■ Exercise data
****************************************
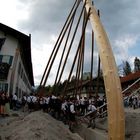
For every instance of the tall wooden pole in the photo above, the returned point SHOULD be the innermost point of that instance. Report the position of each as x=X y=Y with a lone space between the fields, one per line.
x=116 y=120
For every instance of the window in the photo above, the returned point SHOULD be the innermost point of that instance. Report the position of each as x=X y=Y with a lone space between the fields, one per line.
x=4 y=87
x=6 y=59
x=2 y=40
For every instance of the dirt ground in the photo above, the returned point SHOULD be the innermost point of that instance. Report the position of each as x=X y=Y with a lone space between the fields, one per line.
x=34 y=126
x=41 y=126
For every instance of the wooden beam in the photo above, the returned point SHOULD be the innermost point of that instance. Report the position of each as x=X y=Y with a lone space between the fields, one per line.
x=116 y=120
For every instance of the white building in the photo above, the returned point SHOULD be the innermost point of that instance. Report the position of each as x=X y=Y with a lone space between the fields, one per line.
x=16 y=73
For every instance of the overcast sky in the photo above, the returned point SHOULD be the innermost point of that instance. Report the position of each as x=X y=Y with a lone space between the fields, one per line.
x=43 y=19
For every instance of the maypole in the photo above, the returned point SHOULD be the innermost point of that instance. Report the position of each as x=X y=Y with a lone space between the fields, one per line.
x=116 y=120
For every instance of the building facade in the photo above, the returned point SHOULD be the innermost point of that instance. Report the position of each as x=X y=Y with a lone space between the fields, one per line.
x=16 y=73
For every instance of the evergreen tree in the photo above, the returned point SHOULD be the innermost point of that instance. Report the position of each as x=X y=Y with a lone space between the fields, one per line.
x=136 y=64
x=126 y=68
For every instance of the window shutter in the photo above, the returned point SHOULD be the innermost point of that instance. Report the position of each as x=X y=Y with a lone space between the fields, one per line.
x=11 y=59
x=1 y=58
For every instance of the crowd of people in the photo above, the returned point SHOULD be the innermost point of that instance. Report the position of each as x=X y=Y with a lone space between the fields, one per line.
x=64 y=109
x=7 y=103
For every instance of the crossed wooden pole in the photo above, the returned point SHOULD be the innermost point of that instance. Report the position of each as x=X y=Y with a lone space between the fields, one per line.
x=116 y=119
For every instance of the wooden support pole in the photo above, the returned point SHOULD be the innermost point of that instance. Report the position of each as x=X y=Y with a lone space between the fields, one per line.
x=116 y=120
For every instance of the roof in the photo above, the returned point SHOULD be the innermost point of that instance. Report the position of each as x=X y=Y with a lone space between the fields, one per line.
x=130 y=77
x=25 y=49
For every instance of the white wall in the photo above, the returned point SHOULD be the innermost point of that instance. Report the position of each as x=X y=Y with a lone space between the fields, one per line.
x=9 y=48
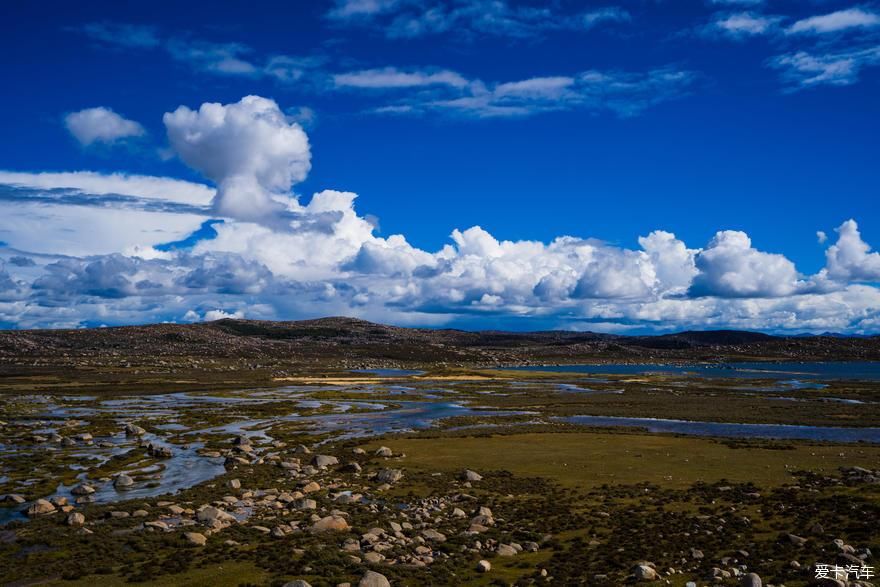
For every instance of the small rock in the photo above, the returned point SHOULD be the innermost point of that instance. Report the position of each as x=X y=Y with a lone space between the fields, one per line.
x=134 y=430
x=123 y=481
x=373 y=579
x=330 y=524
x=505 y=550
x=644 y=572
x=41 y=507
x=468 y=475
x=324 y=461
x=389 y=475
x=195 y=538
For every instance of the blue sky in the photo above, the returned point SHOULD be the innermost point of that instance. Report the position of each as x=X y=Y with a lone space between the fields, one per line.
x=739 y=128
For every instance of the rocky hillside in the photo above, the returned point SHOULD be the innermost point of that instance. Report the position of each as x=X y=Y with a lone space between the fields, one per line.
x=352 y=341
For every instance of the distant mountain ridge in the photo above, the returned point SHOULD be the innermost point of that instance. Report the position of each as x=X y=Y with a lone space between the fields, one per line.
x=339 y=338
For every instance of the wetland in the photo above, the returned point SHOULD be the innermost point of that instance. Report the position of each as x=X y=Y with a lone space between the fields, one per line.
x=601 y=474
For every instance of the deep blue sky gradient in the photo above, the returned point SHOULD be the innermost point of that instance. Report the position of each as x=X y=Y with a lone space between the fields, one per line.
x=737 y=153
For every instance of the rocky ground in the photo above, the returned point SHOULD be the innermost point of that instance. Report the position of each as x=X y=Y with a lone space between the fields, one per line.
x=506 y=494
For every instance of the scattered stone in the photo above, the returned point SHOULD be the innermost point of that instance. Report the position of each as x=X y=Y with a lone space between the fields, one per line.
x=505 y=550
x=434 y=535
x=389 y=475
x=373 y=579
x=82 y=489
x=41 y=507
x=195 y=538
x=123 y=481
x=644 y=572
x=324 y=461
x=468 y=475
x=209 y=515
x=330 y=523
x=134 y=430
x=796 y=540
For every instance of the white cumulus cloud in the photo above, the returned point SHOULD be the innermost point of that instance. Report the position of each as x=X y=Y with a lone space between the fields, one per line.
x=249 y=149
x=101 y=125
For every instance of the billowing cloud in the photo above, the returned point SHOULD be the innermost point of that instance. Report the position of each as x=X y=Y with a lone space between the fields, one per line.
x=248 y=149
x=90 y=249
x=850 y=258
x=100 y=125
x=730 y=267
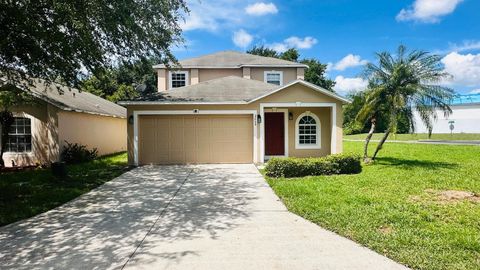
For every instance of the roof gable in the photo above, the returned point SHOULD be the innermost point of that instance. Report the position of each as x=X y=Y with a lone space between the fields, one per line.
x=71 y=99
x=233 y=59
x=311 y=86
x=226 y=90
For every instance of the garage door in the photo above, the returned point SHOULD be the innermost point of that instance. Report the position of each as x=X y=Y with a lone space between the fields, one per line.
x=183 y=139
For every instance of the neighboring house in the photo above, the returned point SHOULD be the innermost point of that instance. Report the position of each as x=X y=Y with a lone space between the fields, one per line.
x=61 y=114
x=465 y=117
x=232 y=107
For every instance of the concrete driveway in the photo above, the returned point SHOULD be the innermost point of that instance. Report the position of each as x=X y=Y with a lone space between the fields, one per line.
x=180 y=217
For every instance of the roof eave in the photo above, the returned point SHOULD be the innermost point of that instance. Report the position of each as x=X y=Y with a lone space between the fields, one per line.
x=127 y=103
x=234 y=67
x=305 y=83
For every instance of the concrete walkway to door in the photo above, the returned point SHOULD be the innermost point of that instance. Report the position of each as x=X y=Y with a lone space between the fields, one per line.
x=180 y=217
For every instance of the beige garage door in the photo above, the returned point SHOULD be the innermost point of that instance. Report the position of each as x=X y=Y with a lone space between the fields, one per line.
x=179 y=139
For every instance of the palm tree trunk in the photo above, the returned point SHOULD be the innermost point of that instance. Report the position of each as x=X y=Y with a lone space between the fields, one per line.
x=368 y=138
x=6 y=121
x=380 y=144
x=3 y=144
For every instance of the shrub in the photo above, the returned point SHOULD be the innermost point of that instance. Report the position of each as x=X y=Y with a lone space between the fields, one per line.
x=299 y=167
x=77 y=153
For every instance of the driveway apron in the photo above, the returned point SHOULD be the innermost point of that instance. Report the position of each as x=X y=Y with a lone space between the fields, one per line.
x=180 y=217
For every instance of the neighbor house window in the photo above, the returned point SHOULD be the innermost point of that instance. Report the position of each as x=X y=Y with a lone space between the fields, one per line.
x=274 y=77
x=307 y=131
x=20 y=135
x=178 y=79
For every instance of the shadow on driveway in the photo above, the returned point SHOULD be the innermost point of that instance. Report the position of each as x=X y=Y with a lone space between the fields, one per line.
x=101 y=229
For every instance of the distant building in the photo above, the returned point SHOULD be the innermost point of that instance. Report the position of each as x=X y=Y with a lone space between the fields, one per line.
x=464 y=119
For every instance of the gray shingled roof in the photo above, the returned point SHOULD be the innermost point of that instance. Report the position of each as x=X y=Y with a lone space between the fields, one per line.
x=71 y=99
x=232 y=89
x=226 y=89
x=233 y=59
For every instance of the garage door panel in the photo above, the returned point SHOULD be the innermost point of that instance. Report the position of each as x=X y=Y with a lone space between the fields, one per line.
x=177 y=139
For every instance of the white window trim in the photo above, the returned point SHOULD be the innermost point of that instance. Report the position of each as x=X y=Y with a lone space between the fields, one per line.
x=317 y=145
x=187 y=79
x=265 y=73
x=26 y=153
x=333 y=119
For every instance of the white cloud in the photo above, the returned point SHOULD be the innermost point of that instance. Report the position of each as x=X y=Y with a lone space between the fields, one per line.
x=465 y=68
x=428 y=11
x=279 y=47
x=345 y=85
x=214 y=15
x=475 y=91
x=242 y=39
x=293 y=42
x=466 y=46
x=349 y=61
x=299 y=43
x=260 y=8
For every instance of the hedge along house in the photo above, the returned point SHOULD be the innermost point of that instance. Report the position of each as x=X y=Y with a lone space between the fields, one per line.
x=61 y=114
x=232 y=107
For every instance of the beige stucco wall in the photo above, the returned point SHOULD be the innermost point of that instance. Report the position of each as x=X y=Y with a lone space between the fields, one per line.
x=206 y=74
x=44 y=135
x=296 y=93
x=107 y=134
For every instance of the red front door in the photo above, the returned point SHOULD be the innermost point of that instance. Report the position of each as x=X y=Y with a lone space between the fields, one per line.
x=274 y=134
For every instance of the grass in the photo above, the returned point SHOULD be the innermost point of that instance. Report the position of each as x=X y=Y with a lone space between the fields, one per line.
x=28 y=193
x=418 y=136
x=392 y=207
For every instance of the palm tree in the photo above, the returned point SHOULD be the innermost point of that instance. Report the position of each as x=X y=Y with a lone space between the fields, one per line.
x=401 y=84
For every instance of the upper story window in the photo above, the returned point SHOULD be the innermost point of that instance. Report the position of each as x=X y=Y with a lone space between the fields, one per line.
x=178 y=79
x=273 y=77
x=307 y=131
x=20 y=136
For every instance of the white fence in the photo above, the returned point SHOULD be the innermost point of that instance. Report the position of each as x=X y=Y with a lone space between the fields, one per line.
x=466 y=119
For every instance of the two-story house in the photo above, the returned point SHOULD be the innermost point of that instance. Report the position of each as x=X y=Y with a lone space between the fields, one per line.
x=232 y=107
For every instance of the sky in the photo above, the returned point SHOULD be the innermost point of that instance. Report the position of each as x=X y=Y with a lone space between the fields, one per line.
x=345 y=34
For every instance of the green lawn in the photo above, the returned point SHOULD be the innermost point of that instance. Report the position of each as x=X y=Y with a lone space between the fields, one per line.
x=419 y=136
x=393 y=206
x=28 y=193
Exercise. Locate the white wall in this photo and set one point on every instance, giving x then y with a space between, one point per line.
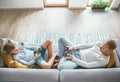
78 3
8 4
115 4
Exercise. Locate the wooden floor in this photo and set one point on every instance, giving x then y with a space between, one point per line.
14 23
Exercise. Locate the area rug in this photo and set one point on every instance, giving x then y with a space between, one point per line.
75 38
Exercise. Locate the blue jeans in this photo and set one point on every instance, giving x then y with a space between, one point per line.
64 63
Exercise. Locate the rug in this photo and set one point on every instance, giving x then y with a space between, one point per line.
75 38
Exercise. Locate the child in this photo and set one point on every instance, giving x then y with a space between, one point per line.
31 56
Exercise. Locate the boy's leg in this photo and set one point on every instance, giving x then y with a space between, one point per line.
62 43
66 64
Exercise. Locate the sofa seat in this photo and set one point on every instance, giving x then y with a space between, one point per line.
28 75
91 75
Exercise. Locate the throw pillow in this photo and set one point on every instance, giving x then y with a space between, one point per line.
1 62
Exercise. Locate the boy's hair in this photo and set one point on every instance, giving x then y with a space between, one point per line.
8 47
112 44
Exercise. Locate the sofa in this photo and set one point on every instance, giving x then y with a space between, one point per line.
111 74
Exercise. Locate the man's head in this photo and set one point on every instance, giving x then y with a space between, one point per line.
10 48
108 47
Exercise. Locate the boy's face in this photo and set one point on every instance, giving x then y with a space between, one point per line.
105 49
15 50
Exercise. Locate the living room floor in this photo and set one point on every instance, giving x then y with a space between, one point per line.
15 23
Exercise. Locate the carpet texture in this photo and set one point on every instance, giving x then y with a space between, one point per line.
75 38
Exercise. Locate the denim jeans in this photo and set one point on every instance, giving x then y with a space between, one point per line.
64 63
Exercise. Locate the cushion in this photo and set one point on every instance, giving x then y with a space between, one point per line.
112 60
10 62
8 59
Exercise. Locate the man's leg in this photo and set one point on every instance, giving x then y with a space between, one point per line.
62 43
66 64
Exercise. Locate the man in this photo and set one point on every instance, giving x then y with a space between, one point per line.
30 56
96 55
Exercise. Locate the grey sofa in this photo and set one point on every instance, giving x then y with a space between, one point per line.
71 75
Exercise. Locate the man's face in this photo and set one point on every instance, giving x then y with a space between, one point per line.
105 49
15 50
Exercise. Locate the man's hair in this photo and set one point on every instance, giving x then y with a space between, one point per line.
8 47
112 44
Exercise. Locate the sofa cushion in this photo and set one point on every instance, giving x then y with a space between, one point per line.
90 75
28 75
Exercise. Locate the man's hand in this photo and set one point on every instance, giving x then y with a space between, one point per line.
69 57
36 56
70 47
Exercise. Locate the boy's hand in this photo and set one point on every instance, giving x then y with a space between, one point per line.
69 57
36 56
70 47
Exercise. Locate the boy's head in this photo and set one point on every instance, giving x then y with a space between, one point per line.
10 48
108 47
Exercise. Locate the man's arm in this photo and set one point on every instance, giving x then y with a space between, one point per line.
85 46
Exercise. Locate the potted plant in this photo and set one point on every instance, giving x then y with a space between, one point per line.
100 4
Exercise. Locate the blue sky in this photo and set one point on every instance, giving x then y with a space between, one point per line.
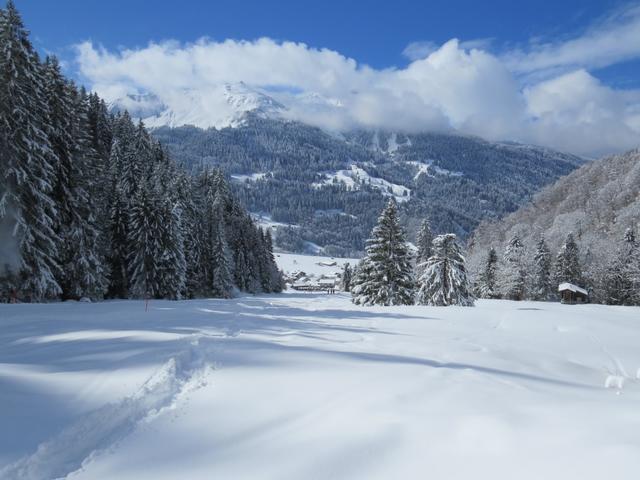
564 74
374 32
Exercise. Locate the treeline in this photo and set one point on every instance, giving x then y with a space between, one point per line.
496 178
534 273
92 207
388 275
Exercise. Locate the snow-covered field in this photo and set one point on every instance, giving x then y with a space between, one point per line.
312 264
309 386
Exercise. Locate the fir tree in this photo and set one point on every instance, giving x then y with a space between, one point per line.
513 273
444 278
423 243
567 267
632 267
542 286
26 161
621 276
144 237
488 282
347 276
385 276
222 281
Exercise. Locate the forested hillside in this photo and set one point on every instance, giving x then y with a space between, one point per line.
330 186
92 206
598 206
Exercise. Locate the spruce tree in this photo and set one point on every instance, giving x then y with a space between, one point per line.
444 279
567 267
386 274
513 274
222 281
347 276
26 161
542 286
632 267
144 237
488 282
621 276
423 243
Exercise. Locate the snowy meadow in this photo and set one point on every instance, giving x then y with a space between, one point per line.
306 385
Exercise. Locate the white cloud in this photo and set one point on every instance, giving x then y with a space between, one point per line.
457 85
421 49
610 41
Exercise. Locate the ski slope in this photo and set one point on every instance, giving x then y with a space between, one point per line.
309 386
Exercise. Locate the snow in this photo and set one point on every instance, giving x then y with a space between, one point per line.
424 168
251 177
310 386
219 106
264 220
573 288
356 176
312 264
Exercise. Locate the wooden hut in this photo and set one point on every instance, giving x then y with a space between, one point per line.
572 294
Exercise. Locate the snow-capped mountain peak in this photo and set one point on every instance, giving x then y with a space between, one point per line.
219 106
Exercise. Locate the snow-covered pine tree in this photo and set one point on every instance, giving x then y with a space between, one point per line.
192 234
386 275
84 263
222 281
171 263
26 160
487 286
567 266
542 285
144 243
117 229
632 267
621 277
444 277
82 272
274 279
347 276
423 242
513 273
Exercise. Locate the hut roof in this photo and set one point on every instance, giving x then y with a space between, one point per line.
573 288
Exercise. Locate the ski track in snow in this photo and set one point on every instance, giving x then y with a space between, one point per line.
101 429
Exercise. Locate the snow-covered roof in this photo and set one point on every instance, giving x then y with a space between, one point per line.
574 288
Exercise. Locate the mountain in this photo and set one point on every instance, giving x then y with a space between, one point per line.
329 187
597 202
322 190
220 106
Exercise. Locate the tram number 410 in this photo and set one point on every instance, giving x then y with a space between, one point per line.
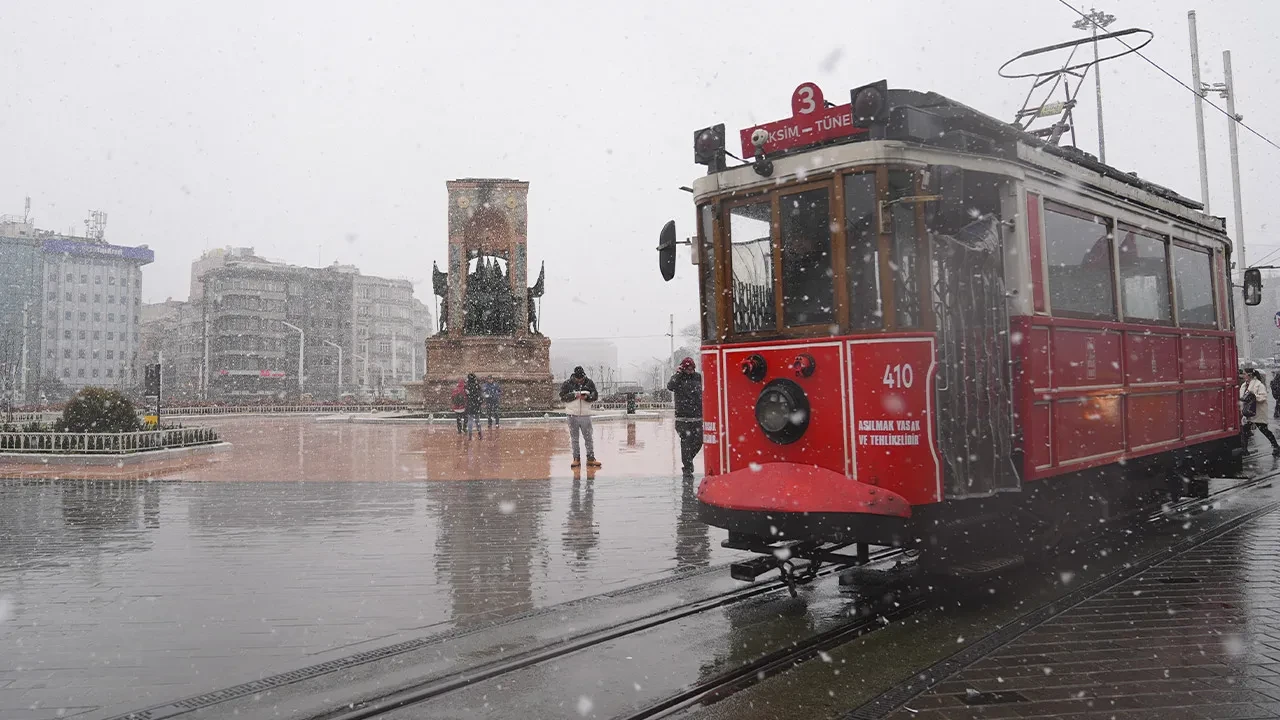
899 376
****************************************
The copy must begin with the line containing "Exercise. Locate the ski track", end with the last line of the material, match each line exactly, and hold no pictures.

Exercise. Locate the ski track in snow in this photo and set one point on every instance, giving x then y with a space between, one point per line.
101 429
Exercise. Locate the snow-covered roof in this photo and set one point on every instance, giving x then y with a space between, one point per line.
574 288
Exercise. Locate the mountain in this photo and set one point on every instance, giving x then y with a space between, one point per line.
329 187
597 202
322 190
220 106
Exercise. Locate the tram number 410 in this photo and set one point on every instance, giving x then y with a space between, one point per line.
899 376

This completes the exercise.